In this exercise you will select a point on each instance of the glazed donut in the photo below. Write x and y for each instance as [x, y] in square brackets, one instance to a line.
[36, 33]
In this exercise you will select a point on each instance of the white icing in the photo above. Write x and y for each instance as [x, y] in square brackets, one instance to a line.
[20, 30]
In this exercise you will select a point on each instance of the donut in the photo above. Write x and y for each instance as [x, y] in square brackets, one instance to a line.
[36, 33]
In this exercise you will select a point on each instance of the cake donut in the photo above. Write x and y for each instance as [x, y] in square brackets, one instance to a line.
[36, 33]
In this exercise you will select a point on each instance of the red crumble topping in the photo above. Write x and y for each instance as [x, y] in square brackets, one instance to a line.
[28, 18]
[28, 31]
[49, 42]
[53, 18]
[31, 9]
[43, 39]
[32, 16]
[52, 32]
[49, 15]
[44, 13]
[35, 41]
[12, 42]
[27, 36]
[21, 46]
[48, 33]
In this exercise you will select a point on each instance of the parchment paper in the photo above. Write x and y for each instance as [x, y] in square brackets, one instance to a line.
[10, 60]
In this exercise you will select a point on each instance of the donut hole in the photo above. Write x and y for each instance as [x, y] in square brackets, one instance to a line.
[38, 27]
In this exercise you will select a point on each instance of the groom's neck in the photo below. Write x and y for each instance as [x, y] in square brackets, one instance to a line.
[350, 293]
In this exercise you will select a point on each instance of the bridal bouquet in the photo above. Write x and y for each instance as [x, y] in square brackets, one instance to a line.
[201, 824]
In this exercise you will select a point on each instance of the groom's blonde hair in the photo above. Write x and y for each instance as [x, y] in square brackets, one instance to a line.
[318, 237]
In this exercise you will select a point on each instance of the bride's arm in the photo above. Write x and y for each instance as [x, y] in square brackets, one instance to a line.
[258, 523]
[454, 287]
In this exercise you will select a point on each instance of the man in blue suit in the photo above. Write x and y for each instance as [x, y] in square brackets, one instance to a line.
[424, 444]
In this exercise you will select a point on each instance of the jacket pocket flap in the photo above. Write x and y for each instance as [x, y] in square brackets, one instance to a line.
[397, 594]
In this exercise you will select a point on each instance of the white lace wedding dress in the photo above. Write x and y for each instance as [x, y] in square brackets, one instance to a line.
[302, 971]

**TO BE DONE**
Rewrite all the lines above, swapping "instance" for "occurrence" wherever it occurs and leaving everything else unchanged.

**TASK OUTPUT**
In this exercise you will select a point on each occurrence of the glazed donut in the photo below. Write x and y for each occurrence as [x, y] in square brackets, one occurrence to a line.
[36, 33]
In this exercise you will select a point on each occurrence of the white icing in the photo above. Write x and y for each occurrence as [x, y] in square brackets, one occurrence to a line.
[20, 30]
In this exercise you will select a point on each occurrence of the donut in the photo above. Write x and y for each occurrence as [x, y] in square brackets, one occurrence to a line.
[36, 33]
In this exercise you will select a point on each occurrence of the cake donut in the photo above. Write x and y for each occurrence as [x, y] in square brackets, one occurrence to a line.
[36, 33]
In this exercise you will select a point on each occurrence of the red crumble topping in the photo above. Write x and y for each occurrence as [x, y] in square brackets, one occurrence to a line.
[28, 18]
[28, 31]
[49, 42]
[53, 18]
[31, 9]
[43, 39]
[32, 16]
[52, 32]
[49, 15]
[44, 13]
[35, 41]
[12, 42]
[27, 36]
[21, 46]
[48, 33]
In this exercise you will select a point on each occurrence of the parchment paper in the photo above. Write x and y for each occurrence as [x, y] in square brackets, one occurrence to a line.
[10, 60]
In this exercise you will select a point on each occurrence of the donut hole in the photo above. Write x and y for each occurrence as [x, y] in square brackets, one occurrence to a line.
[38, 27]
In this exercise you will select a point on each occurrence of the groom's neck in the photo below. Write x and y for each occurrence as [x, y] in square brackets, one occurrence to a line.
[350, 293]
In this exercise you will select a point on each occurrence of the bridal bouquet in the photo above. Write x and y for each occurrence as [x, y] in square brackets, one occurrence to a line.
[201, 824]
In this exercise you will select a point on each occurrence of the groom's blonde hair in the photo above. Write x and y for each occurrence as [x, y] in square brackets, one occurrence to a line.
[318, 237]
In this exercise you will select a point on each occurrence of the bride's arm in the photo above. Write x and y for each occurrence as [x, y] in square brackets, one occurrence to a line.
[258, 523]
[454, 287]
In this exercise you will select a point on each occurrence of the man in blue suit in the photo above. Write x and y for each occurrence as [x, y] in square brackets, one occurrence to a line.
[424, 444]
In this exercise you will select a point on each occurrence of the jacket pocket flap in the photo above. Write x and y for each occurrence as [x, y] in square brackets, one occurrence to a line.
[397, 594]
In this exercise you will select a point on each occurrence of the white lace wedding dress in the photo above. Write x and y for each occurrence as [x, y] in square brackets, one occurrence to a line.
[302, 971]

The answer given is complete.